Problem -
Copy out every one of the following items word for word.

Task data -
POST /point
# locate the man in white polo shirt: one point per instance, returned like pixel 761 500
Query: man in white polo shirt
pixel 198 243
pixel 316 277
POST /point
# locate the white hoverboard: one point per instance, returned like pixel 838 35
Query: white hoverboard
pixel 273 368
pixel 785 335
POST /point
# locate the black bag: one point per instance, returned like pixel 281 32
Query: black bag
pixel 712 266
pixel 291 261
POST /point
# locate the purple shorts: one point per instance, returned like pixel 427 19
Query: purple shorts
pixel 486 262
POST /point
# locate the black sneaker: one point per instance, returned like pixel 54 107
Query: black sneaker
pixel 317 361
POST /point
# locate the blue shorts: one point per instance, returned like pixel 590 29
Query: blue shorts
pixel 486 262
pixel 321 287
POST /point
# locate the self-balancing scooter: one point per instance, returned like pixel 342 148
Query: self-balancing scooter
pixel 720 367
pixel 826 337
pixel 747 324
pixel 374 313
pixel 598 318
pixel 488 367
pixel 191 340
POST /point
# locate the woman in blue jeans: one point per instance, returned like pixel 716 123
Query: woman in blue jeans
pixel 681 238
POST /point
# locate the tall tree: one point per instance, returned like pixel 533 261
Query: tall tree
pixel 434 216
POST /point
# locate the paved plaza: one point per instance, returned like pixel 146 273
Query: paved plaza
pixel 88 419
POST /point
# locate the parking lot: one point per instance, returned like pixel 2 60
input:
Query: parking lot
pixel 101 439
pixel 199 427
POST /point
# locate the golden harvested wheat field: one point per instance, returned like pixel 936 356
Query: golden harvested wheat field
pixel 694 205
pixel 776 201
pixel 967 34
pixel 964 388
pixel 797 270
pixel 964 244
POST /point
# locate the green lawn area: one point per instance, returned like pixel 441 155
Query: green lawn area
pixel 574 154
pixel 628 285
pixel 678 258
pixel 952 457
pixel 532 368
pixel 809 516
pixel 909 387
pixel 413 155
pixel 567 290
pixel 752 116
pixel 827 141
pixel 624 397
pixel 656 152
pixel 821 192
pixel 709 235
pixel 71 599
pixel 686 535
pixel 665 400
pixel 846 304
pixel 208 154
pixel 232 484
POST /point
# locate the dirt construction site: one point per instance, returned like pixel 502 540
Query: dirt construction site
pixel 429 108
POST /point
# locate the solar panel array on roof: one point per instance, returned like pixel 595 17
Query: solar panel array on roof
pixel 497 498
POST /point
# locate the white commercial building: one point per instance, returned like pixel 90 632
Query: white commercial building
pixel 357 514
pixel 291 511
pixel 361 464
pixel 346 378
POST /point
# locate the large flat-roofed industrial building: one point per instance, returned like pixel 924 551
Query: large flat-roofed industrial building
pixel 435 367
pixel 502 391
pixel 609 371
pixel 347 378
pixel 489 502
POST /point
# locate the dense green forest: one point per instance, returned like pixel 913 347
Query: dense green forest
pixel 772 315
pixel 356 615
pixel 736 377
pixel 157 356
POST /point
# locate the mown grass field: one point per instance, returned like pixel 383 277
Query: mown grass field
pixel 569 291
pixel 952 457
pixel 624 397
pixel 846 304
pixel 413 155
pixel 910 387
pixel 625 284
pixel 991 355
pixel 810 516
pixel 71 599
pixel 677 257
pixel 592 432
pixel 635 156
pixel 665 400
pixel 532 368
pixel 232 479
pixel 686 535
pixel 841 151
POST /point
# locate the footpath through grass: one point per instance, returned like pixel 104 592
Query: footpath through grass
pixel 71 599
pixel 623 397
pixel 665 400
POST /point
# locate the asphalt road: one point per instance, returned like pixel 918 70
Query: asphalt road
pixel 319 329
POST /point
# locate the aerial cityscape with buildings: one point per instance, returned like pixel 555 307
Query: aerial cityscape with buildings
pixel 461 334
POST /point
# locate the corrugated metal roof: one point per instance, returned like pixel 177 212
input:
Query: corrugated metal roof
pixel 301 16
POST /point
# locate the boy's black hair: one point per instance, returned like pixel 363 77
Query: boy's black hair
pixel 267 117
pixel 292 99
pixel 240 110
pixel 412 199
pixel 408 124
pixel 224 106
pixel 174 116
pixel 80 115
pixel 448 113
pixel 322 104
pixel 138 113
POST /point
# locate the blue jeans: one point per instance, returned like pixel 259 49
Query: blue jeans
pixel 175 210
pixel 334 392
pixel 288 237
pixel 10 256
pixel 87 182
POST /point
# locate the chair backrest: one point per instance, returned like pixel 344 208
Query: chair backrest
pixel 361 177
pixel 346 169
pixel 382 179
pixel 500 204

Completed exercise -
POST /point
# locate the man in white polo shirt: one point per instance, returned like pixel 761 500
Query: man in white polo shirt
pixel 198 243
pixel 316 277
POST /point
# locate the white hoverboard: one point per instance, returned like pixel 838 35
Query: white hoverboard
pixel 273 368
pixel 785 335
POST /point
# locate the black bag: one point per instance, returned like pixel 281 32
Query: black bag
pixel 712 266
pixel 291 261
POST /point
# locate the purple shorts: one point per instance, returned like pixel 427 19
Query: purple shorts
pixel 486 262
POST /point
# locate the black sneaker: one point per instance, returned like pixel 54 107
Query: black sneaker
pixel 317 361
POST /point
# locate the blue shorts: one point per instance, returned like pixel 590 29
Query: blue shorts
pixel 486 262
pixel 321 287
POST /point
# locate the self-balancing scooter: one point per instance, returned like pixel 342 148
Query: self-balancing scooter
pixel 720 367
pixel 826 337
pixel 747 324
pixel 374 313
pixel 598 318
pixel 488 367
pixel 191 340
POST /point
# locate the woman in blue jeans: one point per instance, returned like pixel 716 123
Query: woman in blue jeans
pixel 681 238
POST /point
# locate the tall tree: one point per instance, returned like pixel 533 261
Query: tall tree
pixel 434 216
POST /point
# locate the paved plaza: one point per instance, returned like pixel 146 273
Query: paved plaza
pixel 88 419
POST /point
# locate the parking lot: one point per instance, returned like pixel 2 60
input:
Query: parking lot
pixel 101 439
pixel 199 427
POST /point
# locate the golden harvested wheat field: one point per instance, returned like pixel 936 356
Query: golden harvested wheat field
pixel 694 205
pixel 776 201
pixel 967 34
pixel 964 388
pixel 797 270
pixel 964 244
POST /point
# locate the green lawn area: one point per instance, returned like pixel 441 155
Query: green lawn area
pixel 574 154
pixel 628 285
pixel 678 258
pixel 952 457
pixel 532 368
pixel 809 516
pixel 909 387
pixel 413 155
pixel 567 290
pixel 752 116
pixel 827 141
pixel 624 397
pixel 656 152
pixel 821 192
pixel 709 235
pixel 71 599
pixel 686 535
pixel 665 400
pixel 846 304
pixel 208 154
pixel 232 484
POST /point
# locate the dirt construction site: one point per instance, returned like pixel 502 540
Query: dirt construction site
pixel 429 108
POST /point
# locate the solar panel array on roof: one point per instance, returned like pixel 595 17
Query: solar panel array on roof
pixel 497 498
POST /point
# locate the white commercial building: one point per instance, returned like pixel 90 632
Query: white commercial building
pixel 357 514
pixel 291 511
pixel 361 464
pixel 346 378
POST /point
# locate the large flat-roofed industrial building: one point per instance, returned like pixel 924 551
Query: large flat-roofed industrial building
pixel 435 367
pixel 502 391
pixel 609 371
pixel 347 378
pixel 489 502
POST /point
# locate the dense green forest: one point per instance, returned like pixel 913 347
Query: dense green forest
pixel 772 315
pixel 356 615
pixel 736 377
pixel 157 356
POST /point
# locate the mown grass field: one point per instance, returned like pixel 383 277
Query: mown grass field
pixel 569 291
pixel 952 457
pixel 624 397
pixel 846 304
pixel 413 155
pixel 910 387
pixel 625 284
pixel 991 355
pixel 810 516
pixel 71 599
pixel 677 257
pixel 592 432
pixel 635 156
pixel 665 400
pixel 532 368
pixel 232 479
pixel 686 535
pixel 841 151
POST /point
# locate the footpath through grass: one point per instance, returned like pixel 104 592
Query: footpath through grass
pixel 71 599
pixel 623 397
pixel 665 400
POST /point
# locate the asphalt road: one point per instance, returned like pixel 918 70
Query: asphalt road
pixel 319 329
POST /point
# locate the aerial cityscape with buildings: one point per instance, returned like pixel 555 307
Query: aerial cityscape with buildings
pixel 461 334
POST /point
# locate the corrugated metal roof: one point per instance, returned like pixel 177 212
input:
Query: corrugated metal roof
pixel 301 16
POST /point
# locate the boy's black hair: one point per instance, returned like pixel 363 77
Query: boy's black hair
pixel 267 117
pixel 292 99
pixel 240 110
pixel 412 199
pixel 408 124
pixel 224 106
pixel 174 116
pixel 80 115
pixel 448 113
pixel 322 104
pixel 138 113
POST /point
# locate the blue jeans: one point per instance, returned like pixel 259 49
Query: blue jeans
pixel 175 210
pixel 334 392
pixel 288 237
pixel 10 256
pixel 87 182
POST /point
# locate the chair backrest: one point per instance, returned like pixel 344 208
Query: chair backrest
pixel 361 177
pixel 346 169
pixel 382 179
pixel 500 204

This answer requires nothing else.